SOURCE TEXT =
What it does is make those born in territories now part of the US, not naturalized citizens, but natural born citizens, retroactively. This is the privileges and immunities clause extended to these groups of people who heretofor had an uncertain status.
And what are you going to do when one of us "Birthers" invoke Rogers v Bellei? What is you answer to that?
Start talking.
And this is the reason that Levin, Rush and Erickson won't touch it. All someone has to do is allege those guys are supporting Dred Scott v Sanford, and they will be a greasy spot from an advertising perspective.
Had this guy not been considered black, We wouldn't have half the people so terrified of this issue. Because he's black, people dare not touch it for fear of recalling an ugly past in our history.
Which isn't the same thing as being incorrect. Prior to Dred Scott v Sanford, the views were pretty universal. They were still wrong though.
Ping for later
Do you mean to tell me that a guy who was on the OTHER SIDE during the war, and trained in British Law might have a BRITISH understanding of the Law? Heaven forfend!

DATA RECORDS =
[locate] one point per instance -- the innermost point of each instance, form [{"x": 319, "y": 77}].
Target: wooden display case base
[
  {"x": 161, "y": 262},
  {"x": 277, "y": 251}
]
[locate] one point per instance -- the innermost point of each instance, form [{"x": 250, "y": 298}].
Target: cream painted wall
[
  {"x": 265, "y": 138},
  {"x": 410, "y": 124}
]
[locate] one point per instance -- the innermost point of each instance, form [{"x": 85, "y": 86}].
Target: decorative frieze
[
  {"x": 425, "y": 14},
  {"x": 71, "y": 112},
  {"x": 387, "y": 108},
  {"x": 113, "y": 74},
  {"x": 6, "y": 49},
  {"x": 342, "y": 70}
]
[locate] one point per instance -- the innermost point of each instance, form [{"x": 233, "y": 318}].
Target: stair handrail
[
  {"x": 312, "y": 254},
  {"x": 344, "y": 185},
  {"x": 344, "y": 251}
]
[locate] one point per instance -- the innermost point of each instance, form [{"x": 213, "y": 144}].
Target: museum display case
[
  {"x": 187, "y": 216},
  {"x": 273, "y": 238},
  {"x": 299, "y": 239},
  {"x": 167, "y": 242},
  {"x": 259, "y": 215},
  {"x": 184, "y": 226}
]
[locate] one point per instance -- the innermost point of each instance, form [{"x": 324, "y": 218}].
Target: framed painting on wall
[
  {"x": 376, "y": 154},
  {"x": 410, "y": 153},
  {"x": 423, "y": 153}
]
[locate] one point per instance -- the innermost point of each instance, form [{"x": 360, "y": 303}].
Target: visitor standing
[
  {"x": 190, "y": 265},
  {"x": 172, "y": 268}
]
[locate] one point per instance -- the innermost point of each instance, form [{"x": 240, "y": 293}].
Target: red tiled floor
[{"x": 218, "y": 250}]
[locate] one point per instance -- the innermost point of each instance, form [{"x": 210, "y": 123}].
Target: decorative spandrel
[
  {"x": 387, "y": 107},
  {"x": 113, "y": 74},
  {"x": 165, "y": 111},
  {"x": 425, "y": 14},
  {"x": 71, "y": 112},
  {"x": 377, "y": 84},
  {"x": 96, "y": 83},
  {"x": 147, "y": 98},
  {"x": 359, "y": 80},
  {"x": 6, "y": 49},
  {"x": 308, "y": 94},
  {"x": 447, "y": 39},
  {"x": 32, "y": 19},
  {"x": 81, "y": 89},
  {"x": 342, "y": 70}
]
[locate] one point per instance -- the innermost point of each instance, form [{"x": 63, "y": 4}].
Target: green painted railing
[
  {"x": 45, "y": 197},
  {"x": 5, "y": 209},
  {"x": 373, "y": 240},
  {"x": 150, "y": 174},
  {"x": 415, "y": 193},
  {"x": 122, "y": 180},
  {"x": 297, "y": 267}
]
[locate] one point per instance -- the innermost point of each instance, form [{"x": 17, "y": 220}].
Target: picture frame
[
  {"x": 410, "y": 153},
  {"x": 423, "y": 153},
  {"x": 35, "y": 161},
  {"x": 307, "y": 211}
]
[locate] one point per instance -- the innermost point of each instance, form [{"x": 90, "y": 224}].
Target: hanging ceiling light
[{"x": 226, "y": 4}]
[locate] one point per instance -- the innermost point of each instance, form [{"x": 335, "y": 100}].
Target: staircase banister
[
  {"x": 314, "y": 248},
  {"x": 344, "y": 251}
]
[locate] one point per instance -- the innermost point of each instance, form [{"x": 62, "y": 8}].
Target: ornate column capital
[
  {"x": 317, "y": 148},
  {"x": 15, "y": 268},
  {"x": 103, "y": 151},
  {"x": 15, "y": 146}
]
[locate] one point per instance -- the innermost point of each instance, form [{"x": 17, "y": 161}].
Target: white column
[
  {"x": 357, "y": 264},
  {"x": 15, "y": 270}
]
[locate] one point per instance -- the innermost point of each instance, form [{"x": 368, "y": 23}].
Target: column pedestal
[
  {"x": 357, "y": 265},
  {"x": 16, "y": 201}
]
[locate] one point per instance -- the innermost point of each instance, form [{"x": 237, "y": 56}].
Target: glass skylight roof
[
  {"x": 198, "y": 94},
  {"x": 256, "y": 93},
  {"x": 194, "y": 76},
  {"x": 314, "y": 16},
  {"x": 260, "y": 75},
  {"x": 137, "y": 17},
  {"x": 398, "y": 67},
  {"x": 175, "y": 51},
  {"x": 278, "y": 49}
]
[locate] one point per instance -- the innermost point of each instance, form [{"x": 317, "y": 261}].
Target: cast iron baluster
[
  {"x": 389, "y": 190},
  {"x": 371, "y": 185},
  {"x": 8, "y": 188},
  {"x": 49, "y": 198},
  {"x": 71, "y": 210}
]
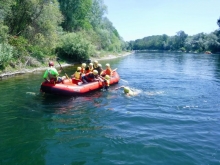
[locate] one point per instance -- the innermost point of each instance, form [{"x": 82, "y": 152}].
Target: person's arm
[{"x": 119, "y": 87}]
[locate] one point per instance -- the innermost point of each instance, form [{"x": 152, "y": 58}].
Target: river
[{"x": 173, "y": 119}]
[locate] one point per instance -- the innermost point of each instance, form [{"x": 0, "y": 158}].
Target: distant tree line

LIST OF TASKS =
**1)** Answer these questions using the citizenship discussion.
(a) According to the first paragraph, what status is given to those born in territories now part of the US?
(b) Which three people does the discussion say won't touch it?
(c) In what law was the man in the last paragraph trained?
**2)** Print the part of the citizenship discussion that opens with the words containing "And this is" and closes with "an advertising perspective.", unchanged.
The records are not used here.

RESPONSES TO THE EXERCISE =
**1)**
(a) They become natural born citizens, retroactively, not naturalized citizens.
(b) Levin, Rush and Erickson.
(c) British Law.

**2)**
And this is the reason that Levin, Rush and Erickson won't touch it. All someone has to do is allege those guys are supporting Dred Scott v Sanford, and they will be a greasy spot from an advertising perspective.